» **Exercise brief**
Copy out the following records verbatim, every line included.

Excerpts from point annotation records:
========================

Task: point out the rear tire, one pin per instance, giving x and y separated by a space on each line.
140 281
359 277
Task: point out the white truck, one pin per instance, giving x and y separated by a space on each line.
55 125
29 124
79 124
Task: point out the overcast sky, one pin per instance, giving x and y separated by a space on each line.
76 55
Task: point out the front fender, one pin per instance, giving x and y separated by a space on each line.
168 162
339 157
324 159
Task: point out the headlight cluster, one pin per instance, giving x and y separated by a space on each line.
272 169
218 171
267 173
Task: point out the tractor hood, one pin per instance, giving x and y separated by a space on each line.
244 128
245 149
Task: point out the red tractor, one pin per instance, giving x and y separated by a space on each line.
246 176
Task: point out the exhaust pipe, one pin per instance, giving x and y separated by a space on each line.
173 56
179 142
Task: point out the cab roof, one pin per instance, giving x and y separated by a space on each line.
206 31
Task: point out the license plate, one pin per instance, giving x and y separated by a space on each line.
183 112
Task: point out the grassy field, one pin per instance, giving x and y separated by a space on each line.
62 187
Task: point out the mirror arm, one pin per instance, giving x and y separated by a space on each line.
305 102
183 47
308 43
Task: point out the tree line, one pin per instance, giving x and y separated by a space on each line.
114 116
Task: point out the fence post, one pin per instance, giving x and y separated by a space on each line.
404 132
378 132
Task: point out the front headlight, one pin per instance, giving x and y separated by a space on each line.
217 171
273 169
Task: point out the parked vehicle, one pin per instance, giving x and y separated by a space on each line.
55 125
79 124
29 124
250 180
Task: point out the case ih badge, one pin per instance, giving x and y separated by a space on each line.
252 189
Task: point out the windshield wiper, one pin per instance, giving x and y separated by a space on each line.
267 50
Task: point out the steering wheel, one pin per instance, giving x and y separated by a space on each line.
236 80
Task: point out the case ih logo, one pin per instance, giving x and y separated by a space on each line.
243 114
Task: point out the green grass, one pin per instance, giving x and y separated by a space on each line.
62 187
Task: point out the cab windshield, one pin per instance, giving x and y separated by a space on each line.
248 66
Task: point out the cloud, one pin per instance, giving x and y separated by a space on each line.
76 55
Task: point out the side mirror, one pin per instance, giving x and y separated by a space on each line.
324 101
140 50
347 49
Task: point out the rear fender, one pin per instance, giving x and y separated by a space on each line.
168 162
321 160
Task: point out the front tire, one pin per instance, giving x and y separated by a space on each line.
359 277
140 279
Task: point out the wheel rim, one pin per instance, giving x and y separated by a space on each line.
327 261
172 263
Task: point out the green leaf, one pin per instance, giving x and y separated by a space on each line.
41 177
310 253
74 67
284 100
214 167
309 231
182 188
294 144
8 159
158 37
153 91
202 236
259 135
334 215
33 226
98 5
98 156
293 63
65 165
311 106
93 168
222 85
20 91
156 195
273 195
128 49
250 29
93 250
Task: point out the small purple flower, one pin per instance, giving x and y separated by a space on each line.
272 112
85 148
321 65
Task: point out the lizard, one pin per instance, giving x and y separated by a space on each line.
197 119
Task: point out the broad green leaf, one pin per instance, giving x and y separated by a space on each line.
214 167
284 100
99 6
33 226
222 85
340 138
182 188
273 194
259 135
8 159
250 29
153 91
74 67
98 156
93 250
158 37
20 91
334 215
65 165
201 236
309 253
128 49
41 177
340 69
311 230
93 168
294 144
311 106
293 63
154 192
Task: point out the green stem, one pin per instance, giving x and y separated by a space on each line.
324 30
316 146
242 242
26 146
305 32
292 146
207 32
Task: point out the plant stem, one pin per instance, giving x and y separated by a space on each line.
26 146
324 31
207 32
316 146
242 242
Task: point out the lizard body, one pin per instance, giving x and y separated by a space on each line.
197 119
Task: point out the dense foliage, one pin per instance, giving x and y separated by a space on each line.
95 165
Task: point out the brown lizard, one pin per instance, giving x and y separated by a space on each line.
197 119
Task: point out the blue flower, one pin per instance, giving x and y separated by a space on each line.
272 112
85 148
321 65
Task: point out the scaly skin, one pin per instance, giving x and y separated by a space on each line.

========================

» **Answer to the task**
Task: point out the rear tire, one pin per instance, giving x and y separated by a space on each line.
140 281
359 277
Task: point out the white truck, one pin per instance, giving x and y separated by a space on each line.
55 125
29 124
79 124
Task: point out the overcast sky, one pin per instance, giving x and y separated by a space on each line.
76 55
Task: point out the front fender, one pin per instance, giving x and y separated by a space on each line.
168 162
339 157
324 159
Task: point out the headlight cluster, one pin per instance, giving x and y separated by a space on each line.
272 169
218 171
267 173
Task: point out the tractor hood, one pin per instance, giving x and y separated by a space on each line.
244 128
245 149
Task: point out the red tractor, one pin per instance, giving x and y separated by a space on each line.
246 176
Task: point out the exhaust pipe, one pin per instance, giving x and y separated by a space on each line.
173 56
179 142
Task: point out the cab roof, one pin per instance, giving x and y separated by a space on each line.
206 31
Task: point out the license plate, one pin per instance, giving x and y separated by a space on each line.
183 112
Task: point out the grassy field, one pin per instance, giving x and y separated by a space on each line.
62 187
Task: point out the mirror arm, one pin per instance, giving x and y separated by a space on each line.
305 102
183 47
308 43
Task: point out the tree line, one pin per instance, giving x and y separated by a space on each line.
114 116
Task: point out the fence post, one pin per instance, giving x and y separated by a space on each line.
404 132
378 132
Task: point out the front headlight, one pin per instance, giving x and y separated by a space on each line.
217 171
273 169
Task: point out the parked vehicle, one pin per instance, giving x and y separated by a space on each line.
55 125
79 124
29 124
250 180
Task: point out the case ih badge, one pin per instance, giving x and y separated by a space on each line.
252 189
Task: point out the windshield wiper, one pin per instance, giving x and y separated by a space on each line.
267 50
Task: point out the steering wheel, one pin per instance, giving x and y separated by a space on each line.
236 80
Task: point out the case ih logo, one pin per instance, giving x and y separated by a space on each line.
243 114
Task: point out the green grass, one pin per instance, giving x and y separated by a space on each line.
62 187
Task: point out the cab windshield, one pin per instance, giving x and y separated by a space on each line.
248 66
Task: point out the cloud, one pin per instance, giving x and y separated by a space on each line.
76 55
Task: point out the side mirror, one pin per instance, giving x and y separated by a space on each line.
324 101
140 50
347 49
Task: point out the rear fender, one pin per instance, giving x and y separated by a space on each line.
168 162
321 160
Task: point out the front tire, one pin per instance, giving x and y separated by a space on each line.
359 277
140 279
Task: point out the wheel rim, one pin per instance, giving x and y separated by a space on each line.
327 261
172 263
Task: point out the green leaf, one pin per instance, giving x and y separated by a space on each line.
41 177
310 253
74 67
284 100
214 167
309 231
182 188
294 144
8 159
158 37
153 91
202 236
259 135
334 215
33 226
98 5
98 156
293 63
65 165
311 106
93 168
222 85
20 91
156 195
273 195
128 49
250 29
93 250
Task: point out the small purple flower, one pin per instance, giving x and y separated by a space on each line.
272 112
85 148
321 65
Task: point out the lizard, one pin per instance, giving x and y separated by a space on each line.
197 119
Task: point out the broad green leaf, one pin per instance, giving x and y separated by a space on each line.
214 167
284 100
99 6
33 226
222 85
340 138
182 188
273 194
259 135
8 159
250 29
153 91
74 67
98 156
93 250
158 37
20 91
334 215
65 165
201 236
309 253
128 49
41 177
340 69
311 230
93 168
294 144
311 106
293 63
154 192
Task: point out the green stem, one pin per instance, giving x and y separated by a space on each line.
324 30
316 146
242 242
26 146
305 32
292 146
207 32
Task: point out the plant stem, one pin per instance, giving x and y separated by a space on each line.
26 146
324 31
207 32
316 146
242 242
Task: point out the lizard body, one pin per instance, giving x and y separated by a space on each line.
197 119
Task: point out the dense foliage, one pin per instance, giving x and y separated by a space on each line.
95 165
Task: point out the brown lizard, one pin per instance, giving x and y separated by a space on each line.
197 119
Task: point out the blue flower, one pin per instance, giving x and y separated by a space on each line.
272 112
85 148
321 65
Task: point out the scaly skin, one pin per instance, giving x and y separated by a space on each line.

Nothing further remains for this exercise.